REQUIREMENTS:
Reproduce the records below verbatim, omitting the pictures from your output.

MATERIAL PROVIDED:
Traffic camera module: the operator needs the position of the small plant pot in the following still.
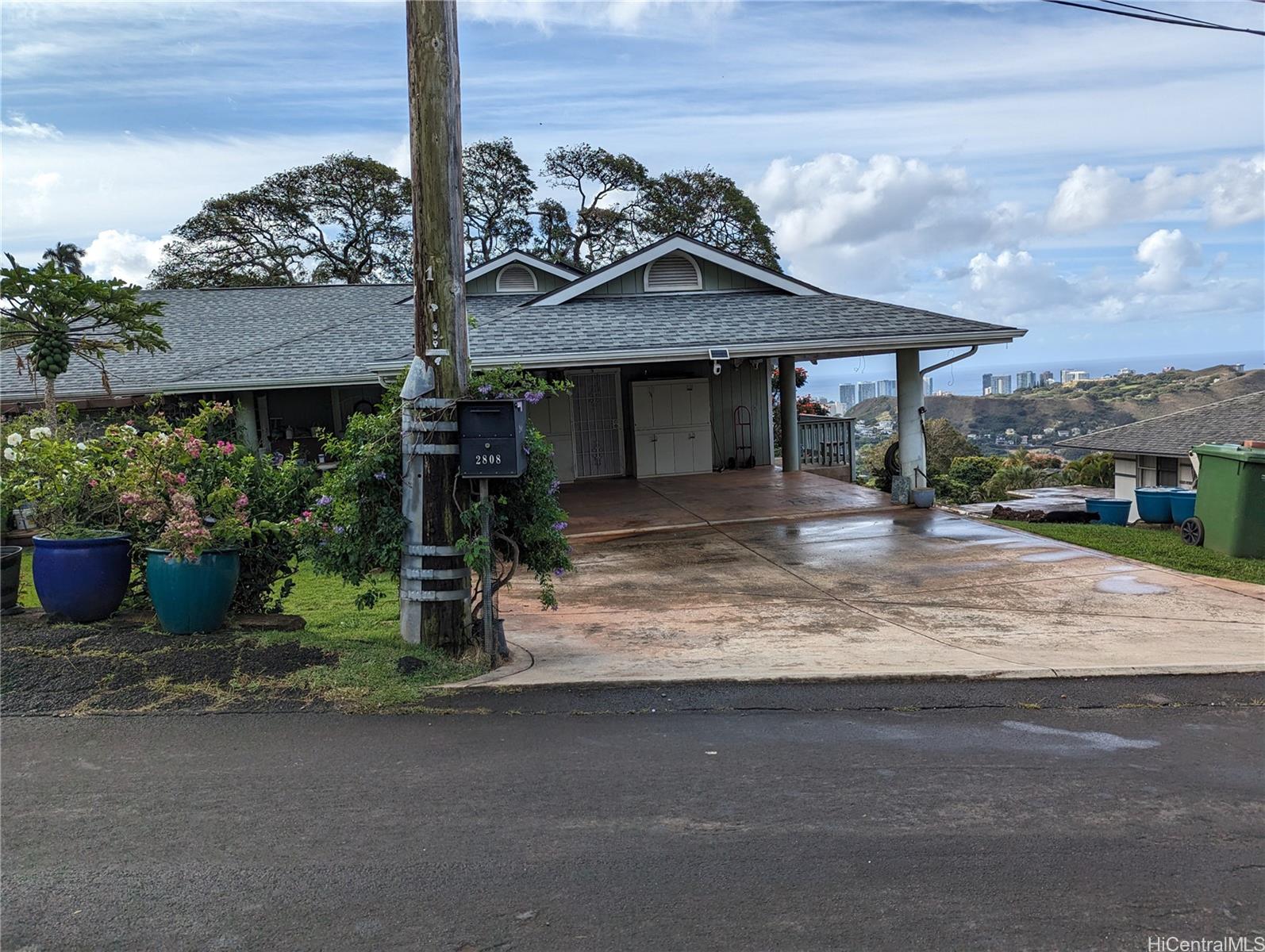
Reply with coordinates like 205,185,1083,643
1086,499,1133,526
0,545,21,613
145,549,241,635
30,532,132,624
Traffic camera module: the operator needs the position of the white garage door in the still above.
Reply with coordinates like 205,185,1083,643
632,379,712,479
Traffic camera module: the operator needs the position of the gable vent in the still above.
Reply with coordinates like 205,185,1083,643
496,264,536,294
645,251,703,291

TASK RESULT:
Traffic camera module: the operator needs the position of the small plant pot in the following still.
Reply with coordinates like 205,185,1083,643
1086,499,1133,526
0,545,21,613
145,549,241,635
30,532,132,624
Traffic camera module: the operator needs the position of the white garage door in the still above.
Reply with coordinates like 205,185,1083,643
632,379,712,479
Traffic camera module: the operator needs the position of the gable vent in the still above.
Reply with coordinates like 205,185,1083,643
496,264,536,294
645,251,703,291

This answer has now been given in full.